ACTIVITY:
This task asks for the lines from the one with "Query: concrete building" to the final line below, repeated exactly, with pictures omitted.

Point-per-instance localization data
###

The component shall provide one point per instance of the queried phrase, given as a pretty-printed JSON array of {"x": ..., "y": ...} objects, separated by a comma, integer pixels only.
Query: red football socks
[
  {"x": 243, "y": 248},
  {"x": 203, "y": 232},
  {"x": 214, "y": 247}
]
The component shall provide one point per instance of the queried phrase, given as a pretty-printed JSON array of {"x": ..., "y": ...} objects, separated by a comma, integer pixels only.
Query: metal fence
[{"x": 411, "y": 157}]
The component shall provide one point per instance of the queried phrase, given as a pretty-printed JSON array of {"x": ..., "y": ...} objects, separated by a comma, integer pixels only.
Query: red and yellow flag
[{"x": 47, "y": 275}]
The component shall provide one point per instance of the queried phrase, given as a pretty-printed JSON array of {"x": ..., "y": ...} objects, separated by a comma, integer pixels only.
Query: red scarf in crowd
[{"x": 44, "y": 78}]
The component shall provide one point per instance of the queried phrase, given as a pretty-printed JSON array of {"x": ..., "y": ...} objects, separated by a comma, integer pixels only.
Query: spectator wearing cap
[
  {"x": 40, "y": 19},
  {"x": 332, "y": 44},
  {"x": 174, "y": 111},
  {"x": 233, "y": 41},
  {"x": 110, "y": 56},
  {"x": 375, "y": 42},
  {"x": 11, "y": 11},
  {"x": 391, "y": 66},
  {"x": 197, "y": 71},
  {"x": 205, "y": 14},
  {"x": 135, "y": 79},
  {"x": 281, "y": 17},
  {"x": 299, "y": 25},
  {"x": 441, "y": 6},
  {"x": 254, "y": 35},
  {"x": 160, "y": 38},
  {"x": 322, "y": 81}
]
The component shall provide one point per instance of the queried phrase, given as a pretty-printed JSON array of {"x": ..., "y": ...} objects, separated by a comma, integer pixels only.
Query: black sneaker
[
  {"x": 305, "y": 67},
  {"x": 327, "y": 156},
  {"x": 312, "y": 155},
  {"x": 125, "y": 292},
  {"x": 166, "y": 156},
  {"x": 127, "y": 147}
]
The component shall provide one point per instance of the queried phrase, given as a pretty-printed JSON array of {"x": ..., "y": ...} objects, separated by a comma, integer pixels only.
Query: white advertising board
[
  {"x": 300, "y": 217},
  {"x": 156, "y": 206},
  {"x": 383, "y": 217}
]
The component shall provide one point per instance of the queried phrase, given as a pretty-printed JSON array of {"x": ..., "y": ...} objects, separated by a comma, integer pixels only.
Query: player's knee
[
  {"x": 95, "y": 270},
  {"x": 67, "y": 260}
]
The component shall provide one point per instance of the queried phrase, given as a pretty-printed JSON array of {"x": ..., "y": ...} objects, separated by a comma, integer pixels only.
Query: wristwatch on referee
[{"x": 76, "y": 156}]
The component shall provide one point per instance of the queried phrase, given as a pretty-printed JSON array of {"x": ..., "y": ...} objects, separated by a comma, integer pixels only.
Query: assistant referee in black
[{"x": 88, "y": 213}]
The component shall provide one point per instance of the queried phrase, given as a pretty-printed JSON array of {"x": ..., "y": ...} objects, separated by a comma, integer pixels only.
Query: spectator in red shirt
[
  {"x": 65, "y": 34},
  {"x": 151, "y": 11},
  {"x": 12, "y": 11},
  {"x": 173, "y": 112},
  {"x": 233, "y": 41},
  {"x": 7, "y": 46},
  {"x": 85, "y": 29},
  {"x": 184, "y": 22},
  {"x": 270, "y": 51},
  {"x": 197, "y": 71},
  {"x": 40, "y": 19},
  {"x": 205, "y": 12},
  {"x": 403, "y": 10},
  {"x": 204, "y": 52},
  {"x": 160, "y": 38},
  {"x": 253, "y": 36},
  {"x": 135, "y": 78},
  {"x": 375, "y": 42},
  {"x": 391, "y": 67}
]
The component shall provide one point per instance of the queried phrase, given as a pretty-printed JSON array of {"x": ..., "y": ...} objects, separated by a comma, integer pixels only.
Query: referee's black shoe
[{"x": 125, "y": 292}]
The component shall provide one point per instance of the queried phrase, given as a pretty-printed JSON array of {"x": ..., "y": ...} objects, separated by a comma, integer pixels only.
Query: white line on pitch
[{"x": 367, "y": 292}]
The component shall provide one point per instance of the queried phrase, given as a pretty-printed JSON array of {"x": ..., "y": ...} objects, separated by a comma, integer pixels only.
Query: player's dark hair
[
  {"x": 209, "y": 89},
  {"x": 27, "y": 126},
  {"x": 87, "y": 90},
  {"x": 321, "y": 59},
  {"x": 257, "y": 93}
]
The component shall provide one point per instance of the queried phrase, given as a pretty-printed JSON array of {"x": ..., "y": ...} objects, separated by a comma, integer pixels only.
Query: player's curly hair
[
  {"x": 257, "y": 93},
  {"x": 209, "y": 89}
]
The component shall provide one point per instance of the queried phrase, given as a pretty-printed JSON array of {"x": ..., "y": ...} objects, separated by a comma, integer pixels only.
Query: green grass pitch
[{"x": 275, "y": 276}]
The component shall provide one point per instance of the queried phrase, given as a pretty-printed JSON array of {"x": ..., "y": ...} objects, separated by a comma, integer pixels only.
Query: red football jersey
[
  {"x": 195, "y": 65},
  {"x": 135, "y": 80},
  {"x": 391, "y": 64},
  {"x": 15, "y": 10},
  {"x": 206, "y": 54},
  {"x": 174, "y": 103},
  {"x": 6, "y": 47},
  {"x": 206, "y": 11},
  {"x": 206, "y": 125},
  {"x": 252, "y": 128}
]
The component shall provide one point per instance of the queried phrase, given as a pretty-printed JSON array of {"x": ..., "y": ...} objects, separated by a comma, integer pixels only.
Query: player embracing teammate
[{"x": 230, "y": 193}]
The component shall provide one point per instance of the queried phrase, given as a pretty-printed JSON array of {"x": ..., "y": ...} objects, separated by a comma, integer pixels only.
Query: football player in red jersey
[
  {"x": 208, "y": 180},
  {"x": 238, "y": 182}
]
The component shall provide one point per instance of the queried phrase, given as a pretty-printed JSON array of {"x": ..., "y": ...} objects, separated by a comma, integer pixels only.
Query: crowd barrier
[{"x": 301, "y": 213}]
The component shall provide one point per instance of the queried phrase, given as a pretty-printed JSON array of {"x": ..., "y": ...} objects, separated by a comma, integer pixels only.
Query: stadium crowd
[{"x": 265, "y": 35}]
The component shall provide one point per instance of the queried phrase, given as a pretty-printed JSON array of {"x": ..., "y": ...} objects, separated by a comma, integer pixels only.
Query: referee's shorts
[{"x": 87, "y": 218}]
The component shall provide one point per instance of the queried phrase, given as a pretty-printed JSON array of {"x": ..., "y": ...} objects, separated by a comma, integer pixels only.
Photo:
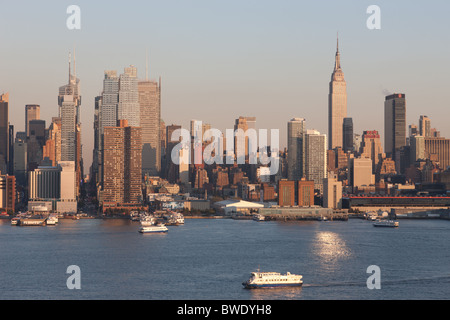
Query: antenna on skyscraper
[{"x": 146, "y": 64}]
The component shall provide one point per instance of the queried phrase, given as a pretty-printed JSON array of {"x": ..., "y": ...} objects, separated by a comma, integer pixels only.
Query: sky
[{"x": 219, "y": 60}]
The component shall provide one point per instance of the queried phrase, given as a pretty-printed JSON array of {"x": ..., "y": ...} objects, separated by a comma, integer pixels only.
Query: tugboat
[{"x": 272, "y": 280}]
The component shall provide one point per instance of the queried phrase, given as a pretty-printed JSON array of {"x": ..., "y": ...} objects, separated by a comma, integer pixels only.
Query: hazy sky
[{"x": 223, "y": 59}]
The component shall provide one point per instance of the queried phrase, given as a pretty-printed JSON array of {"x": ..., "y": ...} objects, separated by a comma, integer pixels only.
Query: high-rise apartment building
[
  {"x": 32, "y": 112},
  {"x": 296, "y": 148},
  {"x": 122, "y": 174},
  {"x": 316, "y": 158},
  {"x": 4, "y": 132},
  {"x": 395, "y": 126},
  {"x": 150, "y": 122},
  {"x": 347, "y": 144},
  {"x": 424, "y": 126},
  {"x": 337, "y": 104}
]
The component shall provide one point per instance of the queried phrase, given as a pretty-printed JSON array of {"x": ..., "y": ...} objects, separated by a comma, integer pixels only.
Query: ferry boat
[
  {"x": 386, "y": 224},
  {"x": 160, "y": 228},
  {"x": 52, "y": 220},
  {"x": 258, "y": 217},
  {"x": 272, "y": 280}
]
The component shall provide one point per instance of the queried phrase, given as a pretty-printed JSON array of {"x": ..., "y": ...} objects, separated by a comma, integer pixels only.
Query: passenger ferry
[
  {"x": 386, "y": 224},
  {"x": 160, "y": 228},
  {"x": 272, "y": 280},
  {"x": 258, "y": 217}
]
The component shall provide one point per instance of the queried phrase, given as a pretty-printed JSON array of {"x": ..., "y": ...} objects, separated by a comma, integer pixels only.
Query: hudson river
[{"x": 208, "y": 259}]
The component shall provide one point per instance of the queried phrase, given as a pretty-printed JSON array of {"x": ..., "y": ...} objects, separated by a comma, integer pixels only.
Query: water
[{"x": 208, "y": 259}]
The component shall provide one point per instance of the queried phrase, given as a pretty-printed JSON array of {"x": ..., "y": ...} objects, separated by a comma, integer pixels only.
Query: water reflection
[
  {"x": 330, "y": 248},
  {"x": 293, "y": 293}
]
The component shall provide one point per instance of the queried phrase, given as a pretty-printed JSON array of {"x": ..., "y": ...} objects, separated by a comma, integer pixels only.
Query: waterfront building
[
  {"x": 4, "y": 132},
  {"x": 296, "y": 149},
  {"x": 286, "y": 193},
  {"x": 316, "y": 158},
  {"x": 347, "y": 144},
  {"x": 305, "y": 193},
  {"x": 32, "y": 112},
  {"x": 122, "y": 173},
  {"x": 150, "y": 122},
  {"x": 337, "y": 104},
  {"x": 332, "y": 192},
  {"x": 395, "y": 126}
]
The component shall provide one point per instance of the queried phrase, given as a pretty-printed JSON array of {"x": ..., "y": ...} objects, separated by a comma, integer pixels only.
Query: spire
[
  {"x": 337, "y": 65},
  {"x": 70, "y": 60}
]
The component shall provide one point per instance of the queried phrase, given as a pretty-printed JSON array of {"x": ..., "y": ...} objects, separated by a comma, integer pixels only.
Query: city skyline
[{"x": 195, "y": 87}]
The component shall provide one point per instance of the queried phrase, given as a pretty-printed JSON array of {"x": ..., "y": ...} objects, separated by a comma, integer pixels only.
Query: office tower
[
  {"x": 305, "y": 193},
  {"x": 332, "y": 192},
  {"x": 109, "y": 101},
  {"x": 439, "y": 149},
  {"x": 128, "y": 104},
  {"x": 32, "y": 112},
  {"x": 122, "y": 173},
  {"x": 20, "y": 161},
  {"x": 150, "y": 122},
  {"x": 424, "y": 126},
  {"x": 4, "y": 132},
  {"x": 69, "y": 101},
  {"x": 360, "y": 173},
  {"x": 394, "y": 126},
  {"x": 371, "y": 147},
  {"x": 315, "y": 158},
  {"x": 337, "y": 104},
  {"x": 286, "y": 193},
  {"x": 296, "y": 149},
  {"x": 7, "y": 193},
  {"x": 347, "y": 143}
]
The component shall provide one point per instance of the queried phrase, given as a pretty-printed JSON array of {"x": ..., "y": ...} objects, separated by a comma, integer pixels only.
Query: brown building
[
  {"x": 286, "y": 193},
  {"x": 122, "y": 180},
  {"x": 305, "y": 193}
]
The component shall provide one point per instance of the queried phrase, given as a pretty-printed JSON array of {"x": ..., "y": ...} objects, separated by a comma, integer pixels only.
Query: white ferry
[
  {"x": 160, "y": 228},
  {"x": 258, "y": 217},
  {"x": 386, "y": 224},
  {"x": 52, "y": 220},
  {"x": 272, "y": 280}
]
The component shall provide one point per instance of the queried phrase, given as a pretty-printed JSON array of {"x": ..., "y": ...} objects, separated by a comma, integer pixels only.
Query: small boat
[
  {"x": 258, "y": 217},
  {"x": 272, "y": 280},
  {"x": 386, "y": 224},
  {"x": 160, "y": 228}
]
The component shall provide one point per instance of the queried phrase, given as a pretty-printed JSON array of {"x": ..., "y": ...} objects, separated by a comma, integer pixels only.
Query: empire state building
[{"x": 337, "y": 104}]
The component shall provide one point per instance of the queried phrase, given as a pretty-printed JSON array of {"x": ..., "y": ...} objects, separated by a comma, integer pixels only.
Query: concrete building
[
  {"x": 122, "y": 174},
  {"x": 395, "y": 126},
  {"x": 332, "y": 192},
  {"x": 296, "y": 149},
  {"x": 337, "y": 104},
  {"x": 316, "y": 158},
  {"x": 150, "y": 122}
]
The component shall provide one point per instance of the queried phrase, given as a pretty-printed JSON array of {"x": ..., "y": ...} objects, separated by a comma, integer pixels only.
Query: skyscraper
[
  {"x": 122, "y": 174},
  {"x": 394, "y": 126},
  {"x": 296, "y": 149},
  {"x": 150, "y": 119},
  {"x": 347, "y": 143},
  {"x": 315, "y": 158},
  {"x": 4, "y": 132},
  {"x": 32, "y": 112},
  {"x": 337, "y": 104},
  {"x": 425, "y": 126},
  {"x": 69, "y": 101}
]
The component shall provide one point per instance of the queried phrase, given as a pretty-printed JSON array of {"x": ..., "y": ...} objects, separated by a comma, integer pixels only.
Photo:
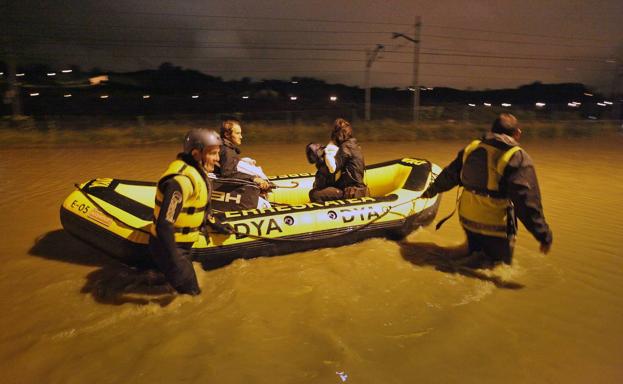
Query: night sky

###

FINISHED TASK:
Query: concrete building
[
  {"x": 122, "y": 174},
  {"x": 395, "y": 126},
  {"x": 332, "y": 192},
  {"x": 296, "y": 149},
  {"x": 337, "y": 104},
  {"x": 316, "y": 158},
  {"x": 150, "y": 122}
]
The component shall provide one point per instance of the queried phrase, given as a pretty-printed JSON array of {"x": ..., "y": ...} objects, separated by a comma, integer pixels only.
Query: skyscraper
[
  {"x": 122, "y": 174},
  {"x": 394, "y": 126},
  {"x": 296, "y": 149},
  {"x": 150, "y": 119},
  {"x": 347, "y": 143},
  {"x": 315, "y": 158},
  {"x": 4, "y": 132},
  {"x": 32, "y": 112},
  {"x": 337, "y": 104},
  {"x": 425, "y": 126},
  {"x": 69, "y": 101}
]
The component shall provide one point per instance of the queried phrase, given as a pretty-printed JSON array of {"x": ..., "y": ...} objects, separated by a comma, integer pixels only.
Photo:
Query: night sky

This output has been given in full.